═════ Vorliegender Text ═════

Gerhard Eschelbeck
Über den Peuerbacher, der das Silicon Valley eroberte

Als russische Hacker die Olympischen Winterspiele 2018 lahmlegen wollten, wurde Gerhard Eschelbeck zu Hilfe gerufen. | Foto: Eschelbeck
4Bilder
  • Als russische Hacker die Olympischen Winterspiele 2018 lahmlegen wollten, wurde Gerhard Eschelbeck zu Hilfe gerufen.
  • Foto: Eschelbeck
  • hochgeladen von Susanne Straif

Gerhard Eschelbeck gilt als einer der globalen IT-Experten schlechthin. Der gebürtige Peuerbacher hantelte sich an die Weltspitze – und blieb der Heimat doch stets verbunden. Im Februar verwandelt sich die Sternenstadt unter seiner Mitwirkung in das Silicon Valley Österreichs.

PEUERBACH, KALIFORNIEN. Nach der HTL für Nachrichtentechnik & Elektronik in Braunau und anschließendem Informatikstudium sowie Habilitation an der Johannes Kepler Universität Linz legte Gerhard Eschelbeck eine Karriere hin, wie sie im Buche steht: Ein von ihm gegründetes Unternehmen wurde vom US-Computersicherheitskonzern McAfee erworben und der Peuerbacher somit ins Unternehmen nach Kalifornien geholt. Der Grundstein für Eschelbecks Karriere im Silicon Valley war damit gelegt. Von 2014 bis 2019 war der IT-Experte stellvertretender Sicherheitschef bei Google. Seit Oktober 2022 ist er Chief Security Officer von Kodiak Robotics. Mit seiner Familie lebt Eschelbeck in Cupertino – mitten im Silicon Valley, wo auch Apple zuhause ist und renommierte Universitäten wie Stanford angesiedelt sind. Dort, wo "entgegen jeder Erwartung Jeans zur Dienstkleidung gehören".

═════ Bereitgestellte Daten ═════

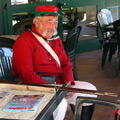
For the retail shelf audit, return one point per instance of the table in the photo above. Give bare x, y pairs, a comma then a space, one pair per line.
44, 110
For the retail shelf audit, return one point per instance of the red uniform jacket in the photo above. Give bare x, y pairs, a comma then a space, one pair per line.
30, 58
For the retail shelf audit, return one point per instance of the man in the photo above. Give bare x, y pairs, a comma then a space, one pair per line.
32, 62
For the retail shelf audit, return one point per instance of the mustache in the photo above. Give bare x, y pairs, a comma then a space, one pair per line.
49, 30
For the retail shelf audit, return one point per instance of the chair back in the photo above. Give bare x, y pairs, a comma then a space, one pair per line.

═════

**Aufgabenstellung**
Tippe den Text über Gerhard Eschelbeck vollständig und wortgetreu ab. Als Grundlage dient allein der Text.

**Lösung**
Gerhard Eschelbeck
Über den Peuerbacher, der das Silicon Valley eroberte

Als russische Hacker die Olympischen Winterspiele 2018 lahmlegen wollten, wurde Gerhard Eschelbeck zu Hilfe gerufen. | Foto: Eschelbeck
4Bilder
  • Als russische Hacker die Olympischen Winterspiele 2018 lahmlegen wollten, wurde Gerhard Eschelbeck zu Hilfe gerufen.
  • Foto: Eschelbeck
  • hochgeladen von Susanne Straif

Gerhard Eschelbeck gilt als einer der globalen IT-Experten schlechthin. Der gebürtige Peuerbacher hantelte sich an die Weltspitze – und blieb der Heimat doch stets verbunden. Im Februar verwandelt sich die Sternenstadt unter seiner Mitwirkung in das Silicon Valley Österreichs.

PEUERBACH, KALIFORNIEN. Nach der HTL für Nachrichtentechnik & Elektronik in Braunau und anschließendem Informatikstudium sowie Habilitation an der Johannes Kepler Universität Linz legte Gerhard Eschelbeck eine Karriere hin, wie sie im Buche steht: Ein von ihm gegründetes Unternehmen wurde vom US-Computersicherheitskonzern McAfee erworben und der Peuerbacher somit ins Unternehmen nach Kalifornien geholt. Der Grundstein für Eschelbecks Karriere im Silicon Valley war damit gelegt. Von 2014 bis 2019 war der IT-Experte stellvertretender Sicherheitschef bei Google. Seit Oktober 2022 ist er Chief Security Officer von Kodiak Robotics. Mit seiner Familie lebt Eschelbeck in Cupertino – mitten im Silicon Valley, wo auch Apple zuhause ist und renommierte Universitäten wie Stanford angesiedelt sind. Dort, wo "entgegen jeder Erwartung Jeans zur Dienstkleidung gehören".